▸ **ASSIGNMENT**:
Word for word, give the listing below again.

▸ **DATA IN THIS EXERCISE**:
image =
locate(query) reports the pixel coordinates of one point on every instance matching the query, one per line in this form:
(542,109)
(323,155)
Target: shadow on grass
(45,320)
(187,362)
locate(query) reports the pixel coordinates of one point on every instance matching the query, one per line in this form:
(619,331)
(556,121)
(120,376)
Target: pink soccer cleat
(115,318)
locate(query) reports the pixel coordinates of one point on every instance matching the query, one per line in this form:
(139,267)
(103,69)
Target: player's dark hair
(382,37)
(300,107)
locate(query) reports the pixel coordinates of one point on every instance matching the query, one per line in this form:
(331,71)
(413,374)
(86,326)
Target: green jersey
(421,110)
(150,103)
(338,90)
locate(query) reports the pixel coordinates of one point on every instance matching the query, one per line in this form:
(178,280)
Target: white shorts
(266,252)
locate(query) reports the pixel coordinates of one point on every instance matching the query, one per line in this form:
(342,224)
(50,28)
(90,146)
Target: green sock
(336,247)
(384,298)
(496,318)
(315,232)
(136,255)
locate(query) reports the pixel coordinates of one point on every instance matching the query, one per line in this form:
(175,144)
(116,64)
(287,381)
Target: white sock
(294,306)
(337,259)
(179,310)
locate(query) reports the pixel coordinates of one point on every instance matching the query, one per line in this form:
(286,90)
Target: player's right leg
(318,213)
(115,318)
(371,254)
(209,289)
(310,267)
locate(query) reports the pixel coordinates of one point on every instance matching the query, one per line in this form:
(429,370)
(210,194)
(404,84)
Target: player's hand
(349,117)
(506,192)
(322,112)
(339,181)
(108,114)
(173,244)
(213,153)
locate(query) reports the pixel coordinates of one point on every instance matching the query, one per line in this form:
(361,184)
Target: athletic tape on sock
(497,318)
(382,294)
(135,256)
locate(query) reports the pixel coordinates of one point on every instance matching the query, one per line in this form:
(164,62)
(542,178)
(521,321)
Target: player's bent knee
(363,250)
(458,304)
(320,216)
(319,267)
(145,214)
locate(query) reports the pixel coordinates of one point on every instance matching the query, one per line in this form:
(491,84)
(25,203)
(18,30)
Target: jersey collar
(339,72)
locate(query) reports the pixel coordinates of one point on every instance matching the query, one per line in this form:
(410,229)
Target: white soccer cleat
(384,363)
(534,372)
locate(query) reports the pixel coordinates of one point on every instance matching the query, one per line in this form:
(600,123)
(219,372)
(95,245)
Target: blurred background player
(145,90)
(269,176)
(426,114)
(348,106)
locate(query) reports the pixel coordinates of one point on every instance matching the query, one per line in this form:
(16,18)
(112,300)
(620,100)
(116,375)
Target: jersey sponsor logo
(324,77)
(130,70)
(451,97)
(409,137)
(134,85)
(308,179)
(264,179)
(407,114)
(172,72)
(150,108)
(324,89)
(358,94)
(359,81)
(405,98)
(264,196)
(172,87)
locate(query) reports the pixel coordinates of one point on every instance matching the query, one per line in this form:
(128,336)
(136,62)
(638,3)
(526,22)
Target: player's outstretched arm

▸ **EXERCISE ANSWER**:
image =
locate(query) reports the pixel coordinates of one point on every instance matching the query, one per line in this form:
(542,109)
(323,155)
Target: shadow on grass
(45,320)
(187,362)
locate(query) reports the pixel coordinates of one point on every instance matching the query, one per line in this form:
(619,331)
(556,121)
(120,376)
Target: pink soccer cleat
(115,318)
locate(query) reports the pixel coordinates of one point on every instance matching the query, one per line in this form:
(139,267)
(103,69)
Target: player's dark hair
(382,37)
(300,107)
locate(query) reports the pixel coordinates of one point on every instance matching the query, one per line in this form:
(331,71)
(413,374)
(86,326)
Target: green jersey
(421,110)
(150,103)
(338,90)
locate(query) reports the pixel coordinates of one point on every instance matching the query, one per line in this form:
(178,280)
Target: white shorts
(266,252)
locate(query) reports the pixel coordinates of one point on every instance matching the query, one per line in this form:
(342,224)
(50,28)
(90,146)
Target: green sock
(336,247)
(384,298)
(496,318)
(315,232)
(136,255)
locate(query) reports the pixel coordinates of one point on every instance matching the query, one per line in this form:
(175,144)
(116,64)
(287,381)
Target: white sock
(294,306)
(337,259)
(179,310)
locate(query) reports the pixel coordinates of one point on every instance matching the query, one per line in this form:
(286,90)
Target: player's right leg
(318,213)
(115,318)
(371,254)
(209,289)
(310,267)
locate(query) reports the pixel coordinates of one point on every instance matching the query, one per line in this form:
(429,370)
(210,194)
(404,84)
Target: player's hand
(349,117)
(506,192)
(322,112)
(339,181)
(108,114)
(173,244)
(213,153)
locate(query) reports the pixel coordinates of one point on every instance matching the query, one per line in this form:
(361,184)
Target: athletic tape on sock
(497,318)
(382,294)
(135,256)
locate(query) reports the pixel coordinates of one point on every instance matching the query, one per line in this form:
(164,62)
(542,178)
(521,321)
Target: player's bent knee
(363,250)
(458,304)
(320,216)
(319,267)
(145,214)
locate(query) reports the pixel coordinates of one point on every instance matching the query, one per line in this form:
(491,84)
(25,203)
(18,30)
Target: jersey collar
(339,72)
locate(query) reports the pixel coordinates of one point on every instance matching the query, one per line in this form:
(410,229)
Target: white soccer cleat
(384,363)
(534,372)
locate(query) reports the pixel coordinates of one point on every instance matching the query, one per line in this form:
(600,123)
(219,372)
(95,245)
Target: blurred background player
(145,90)
(269,176)
(426,114)
(348,106)
locate(query) reports the pixel coordinates of one point on every instance matching the query, one per line in this form:
(16,18)
(112,300)
(620,100)
(116,375)
Target: jersey sponsor logo
(324,77)
(130,70)
(451,97)
(409,137)
(134,85)
(308,179)
(264,179)
(407,114)
(172,72)
(150,108)
(324,89)
(358,94)
(359,81)
(405,98)
(264,196)
(172,87)
locate(query) reports the pixel coordinates of one point on every instance matching the query, one per line in this form:
(128,336)
(136,62)
(638,3)
(526,22)
Target: player's outstretched arm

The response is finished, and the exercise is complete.